- **EXTRACT**
====
Specific examples of why we strongly OPPOSE SB 117 include the following:

Because a person would have to be convicted twice within five years before being charged with a felony-level offense, someone could, in front of witnesses, literally burn an animal alive or beat it to death over a long period of time and only be charged with a misdemeanor unless he did something similar within a five-year period.

Numerous new exemptions for prosecution of abuses to livestock, poultry, domestic furbearers, circuses, and rodeo animals are added. Animals that are presently covered by the animal abuse laws would no longer be protected from abusive owners and their employees. Recent examples would include the donkey that was dragged behind a pickup truck and the pheasant that was stomped on the field at a football game.

It semantically reduces the seriousness of the failure to provide necessary food, water, and shelter for non-excluded animals (dogs and cats and other household pets) from "animal cruelty" to "animal neglect." An attorney could argue that a client should not be judged harshly for allowing a dog to freeze to death in sub-zero weather because it was merely a case of neglect, not cruelty.
====
- **MATERIAL**
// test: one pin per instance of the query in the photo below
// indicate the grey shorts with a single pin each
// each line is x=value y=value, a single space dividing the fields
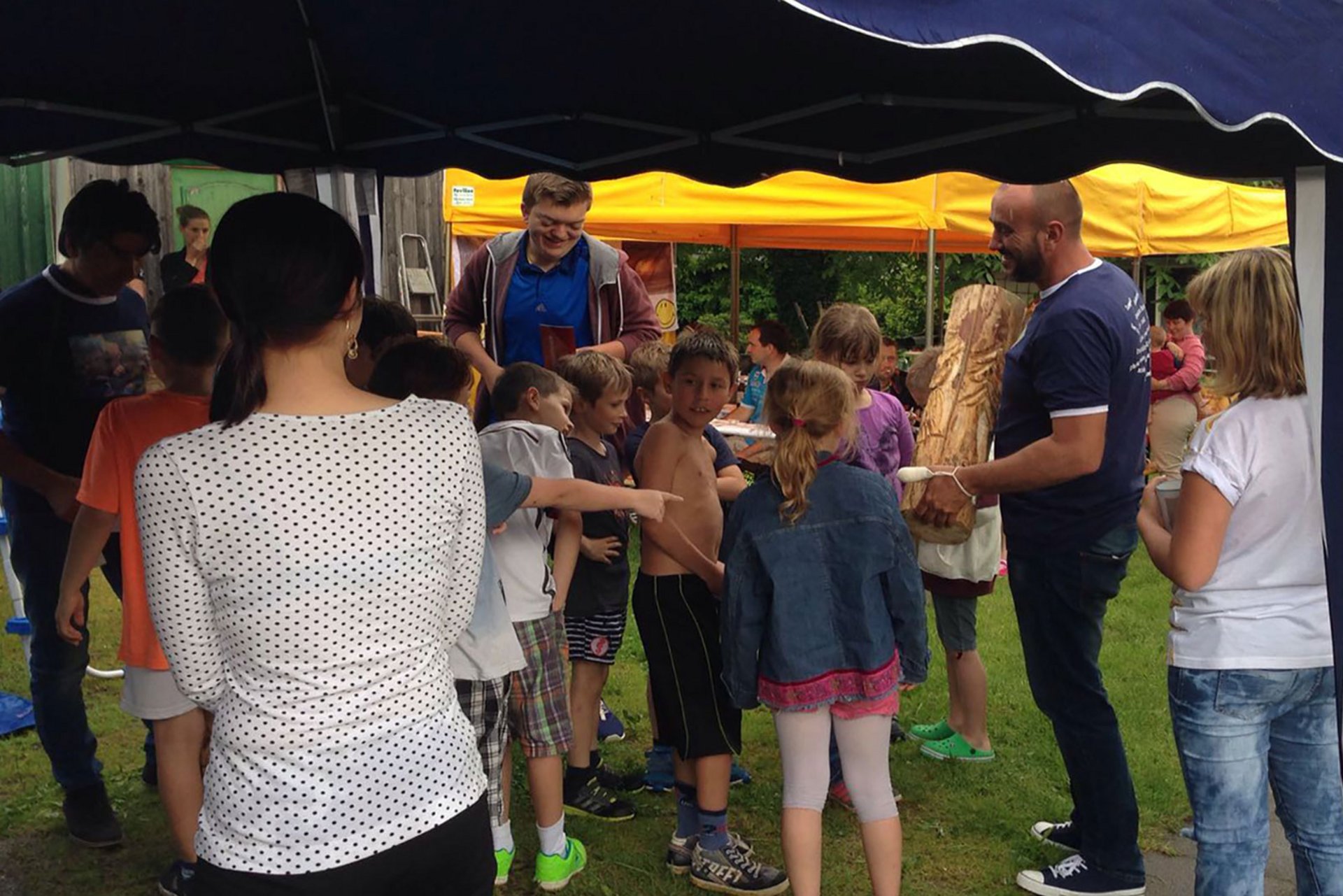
====
- **SET EXERCISE A**
Name every category of animals or animal activities that the SB 117 text says would gain new exemptions from prosecution for abuse.
- **SET EXERCISE B**
According to the SB 117 text, how many convictions within five years would a person need before facing a felony-level charge?
- **SET EXERCISE C**
Write down the SB 117 text between "Numerous new exemptions" and "a football game.", inclusive.
Rely only on the SB 117 text for everything that follows.

- **EXPECTED OUTPUT A**
livestock, poultry, domestic furbearers, circuses, rodeo animals

- **EXPECTED OUTPUT B**
Two convictions within five years.

- **EXPECTED OUTPUT C**
Numerous new exemptions for prosecution of abuses to livestock, poultry, domestic furbearers, circuses, and rodeo animals are added. Animals that are presently covered by the animal abuse laws would no longer be protected from abusive owners and their employees. Recent examples would include the donkey that was dragged behind a pickup truck and the pheasant that was stomped on the field at a football game.